EXERCISE INSTRUCTIONS
From the first line to the last, return the data exactly as written.

TASK DATA
-=-=-

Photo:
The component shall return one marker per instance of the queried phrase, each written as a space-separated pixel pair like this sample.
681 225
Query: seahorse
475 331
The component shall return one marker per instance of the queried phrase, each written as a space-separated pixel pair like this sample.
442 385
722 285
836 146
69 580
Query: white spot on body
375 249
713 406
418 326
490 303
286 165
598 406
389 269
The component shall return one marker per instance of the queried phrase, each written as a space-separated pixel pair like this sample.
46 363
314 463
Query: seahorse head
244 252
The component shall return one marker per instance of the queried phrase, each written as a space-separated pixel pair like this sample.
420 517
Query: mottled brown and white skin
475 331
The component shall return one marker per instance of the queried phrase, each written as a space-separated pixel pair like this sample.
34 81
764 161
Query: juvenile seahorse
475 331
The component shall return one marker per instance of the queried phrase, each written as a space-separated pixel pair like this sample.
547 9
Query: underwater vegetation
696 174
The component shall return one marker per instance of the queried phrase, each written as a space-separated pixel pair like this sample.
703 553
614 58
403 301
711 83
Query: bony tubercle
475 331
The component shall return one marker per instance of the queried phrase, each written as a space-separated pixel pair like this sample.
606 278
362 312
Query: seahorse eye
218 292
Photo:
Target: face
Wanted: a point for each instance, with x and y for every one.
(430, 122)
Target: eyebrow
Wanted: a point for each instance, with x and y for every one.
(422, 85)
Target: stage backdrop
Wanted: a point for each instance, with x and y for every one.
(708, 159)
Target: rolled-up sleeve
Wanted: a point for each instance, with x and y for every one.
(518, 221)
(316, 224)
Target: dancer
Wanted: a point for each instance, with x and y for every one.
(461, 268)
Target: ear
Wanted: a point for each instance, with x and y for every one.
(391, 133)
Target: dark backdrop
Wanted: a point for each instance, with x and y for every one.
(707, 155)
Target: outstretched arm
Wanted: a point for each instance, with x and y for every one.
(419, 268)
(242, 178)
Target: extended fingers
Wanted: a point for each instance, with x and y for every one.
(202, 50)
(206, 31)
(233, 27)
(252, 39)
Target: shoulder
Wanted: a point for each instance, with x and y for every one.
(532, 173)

-=-=-

ANSWER BOX
Photo:
The component shall return one marker per instance of the queried phrase, each written as a space-separated pixel pair like this sample.
681 225
Query: seahorse
475 331
The component shall return one marker per instance of the queried phrase, each written as a space-separated pixel pair like this sample.
442 385
722 285
836 146
69 580
Query: white spot on body
375 249
713 406
418 326
490 303
286 165
598 406
389 269
The component shall return one marker per instance of the queried phrase, each written as a space-separated pixel pair like this sample.
46 363
314 463
Query: seahorse head
244 252
The component shall return one marker per instance of the queried phrase, each written as a space-separated pixel pair like this sample.
420 517
Query: mottled brown and white skin
475 331
The component shall return one marker per instance of the queried phrase, each written as a space-separated pixel pair like this sample.
34 81
764 161
Query: juvenile seahorse
475 331
The component shall return one marker per instance of the queried phrase, each written as a space-separated pixel pair like this sample.
547 9
Query: underwater vegetation
696 174
The component shall return one marker per instance of the queried phrase, each written as a space-separated pixel pair like this sample.
703 553
614 58
403 301
711 83
Query: bony tubercle
475 331
The component shall return one marker per instance of the queried phrase, each written as a space-separated pixel pair like this sample.
606 278
362 312
Query: seahorse eye
218 292
Photo:
Target: face
Wanted: a point for each instance, with x and y for every one.
(430, 122)
Target: eyebrow
Wanted: a point for each instance, with x and y for every one.
(422, 85)
Target: stage backdrop
Wanted: a point for each instance, with x and y for every one.
(708, 159)
Target: rolled-up sleeve
Wanted: a point for each instance, with x and y for every one.
(518, 221)
(316, 224)
Target: dancer
Wanted: a point for each instance, with x and y for every one.
(461, 268)
Target: ear
Wanted: a point for each instance, with x and y for every one.
(391, 133)
Target: dark backdrop
Wanted: a point for each instance, with x and y for every one.
(707, 155)
Target: outstretched arm
Wanted: a point for each instance, with x and y for every one.
(419, 268)
(242, 178)
Target: extended fingers
Wanted: a point for each instance, with x and y for every one.
(202, 50)
(206, 31)
(233, 27)
(252, 39)
Target: shoulder
Wanted: a point for each instance, with x and y for every one.
(532, 173)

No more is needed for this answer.